— BEGIN —

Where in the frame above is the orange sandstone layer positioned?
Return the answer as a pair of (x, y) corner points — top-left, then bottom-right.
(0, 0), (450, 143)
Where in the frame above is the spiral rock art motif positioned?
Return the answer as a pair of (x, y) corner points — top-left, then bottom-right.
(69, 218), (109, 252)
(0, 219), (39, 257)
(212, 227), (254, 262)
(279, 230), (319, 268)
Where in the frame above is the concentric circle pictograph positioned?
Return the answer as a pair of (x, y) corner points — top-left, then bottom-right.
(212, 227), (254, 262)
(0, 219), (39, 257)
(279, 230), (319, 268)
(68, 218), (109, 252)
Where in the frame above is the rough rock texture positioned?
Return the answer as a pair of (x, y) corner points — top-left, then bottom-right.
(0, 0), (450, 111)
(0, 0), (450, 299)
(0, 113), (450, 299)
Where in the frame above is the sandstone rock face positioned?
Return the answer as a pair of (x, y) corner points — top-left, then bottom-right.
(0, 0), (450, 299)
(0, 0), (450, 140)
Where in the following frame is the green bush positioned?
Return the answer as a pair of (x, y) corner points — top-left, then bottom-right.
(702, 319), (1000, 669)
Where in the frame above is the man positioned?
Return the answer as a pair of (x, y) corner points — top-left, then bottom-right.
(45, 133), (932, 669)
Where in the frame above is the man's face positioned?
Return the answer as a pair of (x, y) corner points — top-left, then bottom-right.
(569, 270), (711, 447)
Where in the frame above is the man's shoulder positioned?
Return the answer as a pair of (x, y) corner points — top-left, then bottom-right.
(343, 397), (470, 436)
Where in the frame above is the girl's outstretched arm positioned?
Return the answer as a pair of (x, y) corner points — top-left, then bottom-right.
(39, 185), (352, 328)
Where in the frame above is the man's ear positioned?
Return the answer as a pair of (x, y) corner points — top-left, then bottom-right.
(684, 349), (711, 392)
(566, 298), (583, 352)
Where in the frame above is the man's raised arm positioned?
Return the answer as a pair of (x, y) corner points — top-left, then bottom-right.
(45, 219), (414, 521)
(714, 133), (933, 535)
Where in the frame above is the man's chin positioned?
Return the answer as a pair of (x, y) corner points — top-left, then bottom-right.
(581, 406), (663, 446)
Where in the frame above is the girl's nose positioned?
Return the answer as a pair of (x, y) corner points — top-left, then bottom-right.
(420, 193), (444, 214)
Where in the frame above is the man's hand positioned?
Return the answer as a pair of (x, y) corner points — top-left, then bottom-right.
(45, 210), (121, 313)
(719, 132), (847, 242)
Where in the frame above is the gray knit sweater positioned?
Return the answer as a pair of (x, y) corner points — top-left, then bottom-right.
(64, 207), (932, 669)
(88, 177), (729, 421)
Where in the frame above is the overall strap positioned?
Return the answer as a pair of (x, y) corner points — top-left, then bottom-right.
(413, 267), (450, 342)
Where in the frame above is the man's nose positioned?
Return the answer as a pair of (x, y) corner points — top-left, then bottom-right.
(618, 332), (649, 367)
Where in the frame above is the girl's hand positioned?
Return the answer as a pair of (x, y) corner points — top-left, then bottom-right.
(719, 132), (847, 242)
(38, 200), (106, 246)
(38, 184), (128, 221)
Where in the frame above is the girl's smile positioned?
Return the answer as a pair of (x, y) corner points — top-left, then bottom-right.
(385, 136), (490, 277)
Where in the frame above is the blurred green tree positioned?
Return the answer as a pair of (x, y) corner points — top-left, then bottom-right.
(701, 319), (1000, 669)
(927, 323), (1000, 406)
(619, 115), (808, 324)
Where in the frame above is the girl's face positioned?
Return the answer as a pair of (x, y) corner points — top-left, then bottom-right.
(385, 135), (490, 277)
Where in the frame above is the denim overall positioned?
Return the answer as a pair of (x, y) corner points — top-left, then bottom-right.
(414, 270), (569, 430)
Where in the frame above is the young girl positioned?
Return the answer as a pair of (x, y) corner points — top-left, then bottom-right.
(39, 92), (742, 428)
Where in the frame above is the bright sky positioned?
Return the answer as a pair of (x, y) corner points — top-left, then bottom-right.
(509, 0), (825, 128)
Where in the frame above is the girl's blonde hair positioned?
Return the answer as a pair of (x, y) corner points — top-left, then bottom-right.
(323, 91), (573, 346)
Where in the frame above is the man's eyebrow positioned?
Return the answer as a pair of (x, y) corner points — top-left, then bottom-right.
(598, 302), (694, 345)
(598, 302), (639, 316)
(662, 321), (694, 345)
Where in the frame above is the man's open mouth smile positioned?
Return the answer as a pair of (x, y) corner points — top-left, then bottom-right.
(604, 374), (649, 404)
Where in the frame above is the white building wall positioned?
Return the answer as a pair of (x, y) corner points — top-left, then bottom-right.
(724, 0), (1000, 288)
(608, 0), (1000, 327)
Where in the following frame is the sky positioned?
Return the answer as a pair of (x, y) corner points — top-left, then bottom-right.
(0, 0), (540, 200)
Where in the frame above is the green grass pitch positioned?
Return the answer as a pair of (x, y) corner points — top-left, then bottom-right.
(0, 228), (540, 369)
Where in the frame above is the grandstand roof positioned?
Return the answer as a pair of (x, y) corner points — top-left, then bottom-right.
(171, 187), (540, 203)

— END —

What you will do: Please reproduce the lines above word for word, starting at the line that contains "Where in the frame above is the man's eyebrow" and ending at the final line.

Exercise output:
Where in the frame above is the man's eyebrow positioned?
Return the answer as a pair of (x, y) corner points — top-left, then bottom-right.
(598, 302), (694, 345)
(598, 302), (639, 316)
(662, 321), (694, 345)
Where in the frame above is the man's open mouth smile positioned?
Return the answer as a pair of (x, y) corner points — top-left, then bottom-right.
(604, 374), (649, 404)
Where in the frame above is the white building wall positioned?
Return the answer as a pair of (x, y) corner points — top-left, then bottom-right.
(724, 0), (1000, 288)
(608, 0), (1000, 327)
Where in the following frame is the sky positioned?
Return the answer as a pair of (x, y) corner points — top-left, then bottom-right.
(0, 0), (540, 200)
Where in the frame above is the green grass pitch positioned?
Return the answer as a pair of (x, y) corner points — top-left, then bottom-right.
(0, 228), (540, 369)
Where in the frame above is the grandstand roof positioned?
Return the answer as a pair of (x, y) corner points — top-left, then bottom-right.
(171, 187), (540, 203)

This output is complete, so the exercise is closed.